• **Task material**:
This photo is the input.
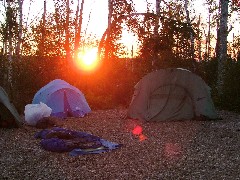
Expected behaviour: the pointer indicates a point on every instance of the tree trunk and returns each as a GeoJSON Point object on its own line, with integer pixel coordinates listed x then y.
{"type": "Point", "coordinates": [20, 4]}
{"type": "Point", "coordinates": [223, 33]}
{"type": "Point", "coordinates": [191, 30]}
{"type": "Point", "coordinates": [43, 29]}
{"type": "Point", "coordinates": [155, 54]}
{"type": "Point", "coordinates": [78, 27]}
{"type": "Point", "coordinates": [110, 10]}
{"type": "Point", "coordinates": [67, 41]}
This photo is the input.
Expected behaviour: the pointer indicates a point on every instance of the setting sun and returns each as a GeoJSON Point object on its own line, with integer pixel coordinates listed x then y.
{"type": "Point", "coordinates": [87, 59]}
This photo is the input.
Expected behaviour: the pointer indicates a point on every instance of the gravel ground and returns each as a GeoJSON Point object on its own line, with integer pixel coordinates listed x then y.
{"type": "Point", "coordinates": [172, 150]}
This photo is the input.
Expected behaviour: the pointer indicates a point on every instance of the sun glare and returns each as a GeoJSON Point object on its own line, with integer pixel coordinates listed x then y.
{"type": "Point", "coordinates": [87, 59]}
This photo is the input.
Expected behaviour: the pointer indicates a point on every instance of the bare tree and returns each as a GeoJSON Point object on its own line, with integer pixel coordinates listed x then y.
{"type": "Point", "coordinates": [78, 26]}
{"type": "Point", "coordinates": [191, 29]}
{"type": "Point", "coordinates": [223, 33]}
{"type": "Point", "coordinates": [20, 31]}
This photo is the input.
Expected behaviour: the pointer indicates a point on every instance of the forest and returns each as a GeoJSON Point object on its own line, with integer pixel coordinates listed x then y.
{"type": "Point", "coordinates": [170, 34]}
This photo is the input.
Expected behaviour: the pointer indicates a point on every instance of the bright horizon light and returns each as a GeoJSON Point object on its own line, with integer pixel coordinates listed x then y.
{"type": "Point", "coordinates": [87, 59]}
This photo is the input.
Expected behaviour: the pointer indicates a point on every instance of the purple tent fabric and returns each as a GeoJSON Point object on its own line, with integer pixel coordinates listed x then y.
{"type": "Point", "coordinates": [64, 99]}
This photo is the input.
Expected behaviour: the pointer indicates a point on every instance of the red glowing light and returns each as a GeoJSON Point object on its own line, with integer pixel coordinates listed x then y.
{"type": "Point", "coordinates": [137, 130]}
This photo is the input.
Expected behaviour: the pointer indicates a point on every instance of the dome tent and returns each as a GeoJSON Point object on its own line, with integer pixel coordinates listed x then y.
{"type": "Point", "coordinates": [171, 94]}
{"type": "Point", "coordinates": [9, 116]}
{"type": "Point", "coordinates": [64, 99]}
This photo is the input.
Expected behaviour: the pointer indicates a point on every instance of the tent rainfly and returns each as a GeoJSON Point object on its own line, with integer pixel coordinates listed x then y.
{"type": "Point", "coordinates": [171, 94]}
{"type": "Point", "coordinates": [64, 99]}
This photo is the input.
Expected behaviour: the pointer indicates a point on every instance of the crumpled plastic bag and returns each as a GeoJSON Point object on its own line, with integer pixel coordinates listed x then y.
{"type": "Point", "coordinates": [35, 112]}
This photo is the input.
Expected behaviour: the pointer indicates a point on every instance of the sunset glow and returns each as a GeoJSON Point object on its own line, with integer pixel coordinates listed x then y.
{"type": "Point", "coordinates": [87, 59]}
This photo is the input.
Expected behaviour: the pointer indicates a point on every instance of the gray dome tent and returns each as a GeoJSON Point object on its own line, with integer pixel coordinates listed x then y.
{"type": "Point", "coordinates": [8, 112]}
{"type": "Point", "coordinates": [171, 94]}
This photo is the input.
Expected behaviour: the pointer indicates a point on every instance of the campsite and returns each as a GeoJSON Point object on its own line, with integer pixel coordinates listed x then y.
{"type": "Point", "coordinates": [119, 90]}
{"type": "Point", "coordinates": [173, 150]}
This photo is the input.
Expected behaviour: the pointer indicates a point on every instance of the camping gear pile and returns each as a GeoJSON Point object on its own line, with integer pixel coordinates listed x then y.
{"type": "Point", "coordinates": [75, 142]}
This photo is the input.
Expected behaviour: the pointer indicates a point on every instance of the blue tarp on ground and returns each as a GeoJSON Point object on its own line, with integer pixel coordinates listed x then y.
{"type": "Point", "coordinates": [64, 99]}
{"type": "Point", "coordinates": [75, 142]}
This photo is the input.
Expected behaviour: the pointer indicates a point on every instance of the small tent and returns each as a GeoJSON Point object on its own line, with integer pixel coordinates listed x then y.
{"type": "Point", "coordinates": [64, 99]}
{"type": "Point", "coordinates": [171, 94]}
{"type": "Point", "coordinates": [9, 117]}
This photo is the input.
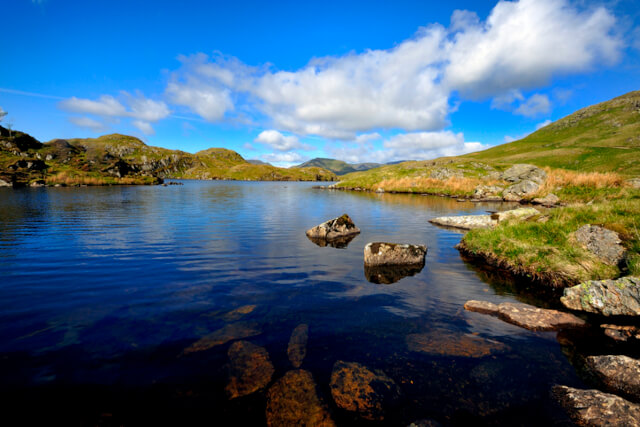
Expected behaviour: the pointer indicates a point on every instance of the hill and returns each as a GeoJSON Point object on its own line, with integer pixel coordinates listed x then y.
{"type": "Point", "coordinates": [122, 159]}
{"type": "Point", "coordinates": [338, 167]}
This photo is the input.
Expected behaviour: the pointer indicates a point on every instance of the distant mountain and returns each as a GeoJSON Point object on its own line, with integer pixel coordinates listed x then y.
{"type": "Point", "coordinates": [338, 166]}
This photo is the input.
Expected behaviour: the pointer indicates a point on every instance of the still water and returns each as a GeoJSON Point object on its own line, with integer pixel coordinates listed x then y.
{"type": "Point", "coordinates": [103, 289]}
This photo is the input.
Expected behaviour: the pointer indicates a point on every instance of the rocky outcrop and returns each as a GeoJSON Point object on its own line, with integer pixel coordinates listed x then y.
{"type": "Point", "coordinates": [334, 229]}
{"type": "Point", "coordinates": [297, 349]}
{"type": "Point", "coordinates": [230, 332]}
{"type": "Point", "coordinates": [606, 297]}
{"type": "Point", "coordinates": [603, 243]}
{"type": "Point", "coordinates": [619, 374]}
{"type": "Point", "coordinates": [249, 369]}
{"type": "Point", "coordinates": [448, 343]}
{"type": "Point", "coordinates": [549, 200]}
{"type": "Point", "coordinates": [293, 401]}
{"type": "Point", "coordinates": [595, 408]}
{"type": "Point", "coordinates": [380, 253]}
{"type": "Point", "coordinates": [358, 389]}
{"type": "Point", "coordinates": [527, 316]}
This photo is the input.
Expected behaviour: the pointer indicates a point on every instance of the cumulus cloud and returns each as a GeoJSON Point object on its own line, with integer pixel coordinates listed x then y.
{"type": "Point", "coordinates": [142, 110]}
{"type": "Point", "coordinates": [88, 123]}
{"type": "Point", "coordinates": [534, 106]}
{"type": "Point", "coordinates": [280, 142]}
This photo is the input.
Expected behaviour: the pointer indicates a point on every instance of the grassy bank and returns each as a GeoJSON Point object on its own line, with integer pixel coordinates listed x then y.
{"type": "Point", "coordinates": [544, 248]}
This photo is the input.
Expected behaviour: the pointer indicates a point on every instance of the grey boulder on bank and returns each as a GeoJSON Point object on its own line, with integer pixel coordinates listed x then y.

• **Goal**:
Skip the pictures and transcribe the rest of the records exactly.

• **Exercise response**:
This photo is the input.
Expected behaviour: the pointer indicates a point on every instance of the tree trunk and returns each as a GeoJSON Point object on its own line, with integer pixel coordinates listed x then y.
{"type": "Point", "coordinates": [20, 4]}
{"type": "Point", "coordinates": [223, 33]}
{"type": "Point", "coordinates": [191, 30]}
{"type": "Point", "coordinates": [43, 29]}
{"type": "Point", "coordinates": [155, 54]}
{"type": "Point", "coordinates": [78, 27]}
{"type": "Point", "coordinates": [110, 10]}
{"type": "Point", "coordinates": [67, 41]}
This photo is the input.
Expected behaviour: the pointer indicates a point on every instance of the setting sun and returns each as a GeoJSON Point object on its own line, with integer pixel coordinates listed x then y.
{"type": "Point", "coordinates": [87, 59]}
This photo is the input.
Expected behaviour: the pointer indicates a point on every instance of the gravel ground and returns each as a GeoJSON Point object on its own line, with integer pixel coordinates listed x then y.
{"type": "Point", "coordinates": [172, 150]}
This photo is the input.
Expected behaviour: the pointer indicates a point on every instance of the sun glare and returns each as a GeoJSON Point object on its own line, with integer pixel coordinates listed x then y.
{"type": "Point", "coordinates": [87, 59]}
This photo is the input.
Expected behaviour: the pointer indicates a point on every instance of the bare tree and returns each as a GeoJSON Point object on its own line, with integer pixel coordinates listed x then y.
{"type": "Point", "coordinates": [78, 26]}
{"type": "Point", "coordinates": [191, 29]}
{"type": "Point", "coordinates": [223, 33]}
{"type": "Point", "coordinates": [20, 31]}
This photo is the input.
Expected behaviour: the pointer indicates a point on every instance of the forest and returns each as a GeoJSON Point object on its own line, with integer pixel coordinates listed x then y.
{"type": "Point", "coordinates": [170, 34]}
This photo is the input.
Expected behaviour: the pointer indicates a point on every instance of the bright horizon light and returns each as a GeoJSON Point object on its own line, with integer pixel coordinates listed x then y.
{"type": "Point", "coordinates": [87, 59]}
This photo is the input.
Expected behaviour: the pointer indicates a point on every instance of the purple tent fabric and returns each as a GeoJSON Point object on its own line, with integer pixel coordinates listed x then y.
{"type": "Point", "coordinates": [64, 99]}
This photo is the input.
Expected behaviour: the pointer indicates a point on every instance of the red glowing light and returns each as a GeoJSON Point object on its own line, with integer pixel coordinates listed x then y.
{"type": "Point", "coordinates": [137, 130]}
This photo is the input.
Expected behaviour: the pointer indicates a point on every instance of the dome tent and returns each as a GeoJSON Point object on its own line, with integer pixel coordinates listed x then y.
{"type": "Point", "coordinates": [171, 94]}
{"type": "Point", "coordinates": [9, 116]}
{"type": "Point", "coordinates": [64, 99]}
This photo is the input.
Expected behaviour: the pointer indicates a point on every instance of the tent rainfly and returns each as a GeoJSON Point object on its own line, with integer pixel coordinates listed x then y.
{"type": "Point", "coordinates": [171, 94]}
{"type": "Point", "coordinates": [64, 99]}
This photo is the input.
Expected behaviour: the pointer indicates a point on every instance of the crumpled plastic bag and returns each as a GeoJSON Point object on its own line, with integer pixel coordinates listed x then y.
{"type": "Point", "coordinates": [35, 112]}
This photo is the input.
Expected behaviour: the pointer indicates a point on every instance of the sunset glow and returns each as a GeoJSON Point object on its own line, with integer pixel coordinates listed x then y.
{"type": "Point", "coordinates": [87, 59]}
This photo is the input.
Expected behaviour: the pointer indicates a point on every instance of the gray dome tent and returns each as a GeoJSON Point object on its own line, with integer pixel coordinates listed x then y.
{"type": "Point", "coordinates": [8, 112]}
{"type": "Point", "coordinates": [171, 94]}
This photo is the input.
Expected behaviour: the pointer indicates a point on every instance of the campsite and returns each as a GeoJSON Point object on its own line, with integer pixel coordinates listed x then y.
{"type": "Point", "coordinates": [119, 90]}
{"type": "Point", "coordinates": [173, 150]}
This photo is the input.
Expected behaviour: the pointer indicates a point on every instance of the camping gear pile and returns each as a GeoJSON Point object on its own line, with integer pixel coordinates listed x then y.
{"type": "Point", "coordinates": [75, 142]}
This photo is the input.
Expected behaviour: the pointer indicates a point on every instance of the blue tarp on ground and returns each as a GeoJSON Point object on its own line, with integer pixel coordinates listed x then y.
{"type": "Point", "coordinates": [64, 99]}
{"type": "Point", "coordinates": [75, 142]}
This photo is the input.
Expected behaviour: the pointer indicates a point on every instance of the small tent and returns each as a GeoJSON Point object on its own line, with integer pixel coordinates listed x then y.
{"type": "Point", "coordinates": [64, 99]}
{"type": "Point", "coordinates": [171, 94]}
{"type": "Point", "coordinates": [9, 117]}
This photo is the input.
Expected behaviour: the pointer indicates a point on every instance of the hill and returns each as a GeoJSON Point object on its own line, with integer pixel coordinates listed x then y.
{"type": "Point", "coordinates": [122, 159]}
{"type": "Point", "coordinates": [338, 167]}
This photo is the input.
Expected behaviour: the pointer indicates a point on every instance of the distant mountain and returns each as a GeoJSON Point object on its own line, with integer pixel coordinates listed x then y.
{"type": "Point", "coordinates": [338, 166]}
This photo is the input.
Expected behaviour: the pointer indicates a point on every instance of the still water and returns each as a GeoJSON Point object on its own line, with integer pixel coordinates listed x then y.
{"type": "Point", "coordinates": [103, 289]}
This photo is the input.
Expected behaviour: the pointer indicates a point on every instance of the rocky outcrop and returns each as a GeoJSON Point object on its own line, with integer pixel coordinates listed x then y.
{"type": "Point", "coordinates": [334, 229]}
{"type": "Point", "coordinates": [297, 349]}
{"type": "Point", "coordinates": [230, 332]}
{"type": "Point", "coordinates": [606, 297]}
{"type": "Point", "coordinates": [603, 243]}
{"type": "Point", "coordinates": [619, 374]}
{"type": "Point", "coordinates": [249, 369]}
{"type": "Point", "coordinates": [448, 343]}
{"type": "Point", "coordinates": [549, 200]}
{"type": "Point", "coordinates": [293, 401]}
{"type": "Point", "coordinates": [595, 408]}
{"type": "Point", "coordinates": [380, 253]}
{"type": "Point", "coordinates": [358, 389]}
{"type": "Point", "coordinates": [527, 316]}
This photo is the input.
Expected behaviour: the pointer indicates a point on every instance of the cumulus cloud and returns each as a GeoJSON Point object on its own line, with integer pixel coordinates listed x then y.
{"type": "Point", "coordinates": [142, 110]}
{"type": "Point", "coordinates": [88, 123]}
{"type": "Point", "coordinates": [534, 106]}
{"type": "Point", "coordinates": [280, 142]}
This photo is the input.
Expected behaviour: the pointer indicates a point on every instance of the grassy bank and returns each as a GeoJSON Point object on its own line, with integer pixel coordinates listed x then y.
{"type": "Point", "coordinates": [544, 248]}
This photo is the input.
Expected behaviour: the pointer indicates a point on every instance of the grey boulder on bank and returns each as a GeoJSON Point object on its own line, with integer pixel coordinates listed x then y.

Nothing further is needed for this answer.